──────── Text for analysis ────────
What really bothered me at this point was that Tom Cruise’s buddy had been stung by something and was showing symptoms – he was slapping his face repeatedly, was pale and sweating and black veins started showing under his skin. Why didn’t anyone take him to a medic bay, ask him if he was feeling all right or even leave him grounded due to the fact that he looked physically ill?
Second bug bear is how they got the sarcophagus out of a tomb and out of the country in what seems a total robbery. There have been loads of cases of people smuggling artifacts out of conflict zones into America under the guise that “If we don’t do it, the rebels will blow it up”. Such artifacts are part of a country’s history and need to be entered into the proper museums.
──────── Supplied material ────────
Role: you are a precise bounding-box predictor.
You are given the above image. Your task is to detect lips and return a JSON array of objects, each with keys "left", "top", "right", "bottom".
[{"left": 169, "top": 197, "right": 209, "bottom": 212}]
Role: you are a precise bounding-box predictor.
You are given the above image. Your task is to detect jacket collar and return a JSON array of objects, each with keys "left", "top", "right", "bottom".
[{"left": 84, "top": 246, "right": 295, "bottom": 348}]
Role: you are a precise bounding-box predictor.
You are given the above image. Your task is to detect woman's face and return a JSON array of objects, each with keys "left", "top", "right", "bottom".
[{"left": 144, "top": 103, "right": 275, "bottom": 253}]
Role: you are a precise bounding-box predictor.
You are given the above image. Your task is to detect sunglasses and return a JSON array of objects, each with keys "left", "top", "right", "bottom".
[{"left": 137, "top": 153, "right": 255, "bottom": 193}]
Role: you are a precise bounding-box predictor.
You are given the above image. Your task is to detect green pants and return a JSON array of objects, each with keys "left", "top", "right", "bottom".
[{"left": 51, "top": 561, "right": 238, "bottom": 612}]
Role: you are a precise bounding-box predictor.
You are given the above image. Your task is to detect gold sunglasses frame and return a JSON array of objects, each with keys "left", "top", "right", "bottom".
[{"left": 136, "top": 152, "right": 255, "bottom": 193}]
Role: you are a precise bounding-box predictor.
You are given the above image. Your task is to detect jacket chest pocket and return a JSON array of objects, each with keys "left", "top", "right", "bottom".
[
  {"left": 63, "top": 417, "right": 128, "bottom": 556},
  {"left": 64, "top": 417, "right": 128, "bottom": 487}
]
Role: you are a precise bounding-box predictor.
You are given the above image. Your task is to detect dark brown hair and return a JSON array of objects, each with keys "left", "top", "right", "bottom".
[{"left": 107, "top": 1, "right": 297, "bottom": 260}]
────────
• [Problem 1]:
Reproduce, word for word, the section of the critique of the Tom Cruise film that begins with "Second bug bear" and stops after "the proper museums.".
• [Problem 2]:
Write what comes next in the critique of the Tom Cruise film, picking up after its final sentence.
The material has no part in this.

• [Final answer 1]:
Second bug bear is how they got the sarcophagus out of a tomb and out of the country in what seems a total robbery. There have been loads of cases of people smuggling artifacts out of conflict zones into America under the guise that “If we don’t do it, the rebels will blow it up”. Such artifacts are part of a country’s history and need to be entered into the proper museums.

• [Final answer 2]:
So this is where the movie starts to go backwards. The sick guy stabs the captain and instead of shooting him down immediately, they just wave around and him and Tom Cruise, the trained military personnel that he is, shoots his friend like a person who just held a gun for the first time. And he keeps on coming after them. I thought… is this like Dracula? Never dead? Or a zombie movie in the becoming?
Then a scene from Hitchcock’s Birds comes to life as thousands of crows smash into the aircraft. How the hell did the birds manage to reach cruising altitude of a jet (35-38k feet)? They would die in the stratosphere or freeze to death! So they tumble to their deaths, Mr Cruise saves the damsel by giving her the last chute and he dies.
The fact that they had a body in the morgue to come back to life is a miracle! He should have been splattered all across the entire Oxford area (WHERE WAS THE MUMMY FILMED?)
So, Tom Cruise comes back to life in the morgue (it reminded me of The Edge of Tomorrow) and he is showing off his wedding tackle when he meets with his crush again (badum tss!).
This is when the movie turns really weird. You find out his crush actually works for an organisation dealing with the supernatural and they want to capture the mummy alive to study it and then dispose of it in a safe manner. The institute is led by Russel Crowe (fat Russel Crowe), who introduces himself as Mr Hyde and very immediately and very visibly has to take a vaccine of sorts. I rolled my eyes.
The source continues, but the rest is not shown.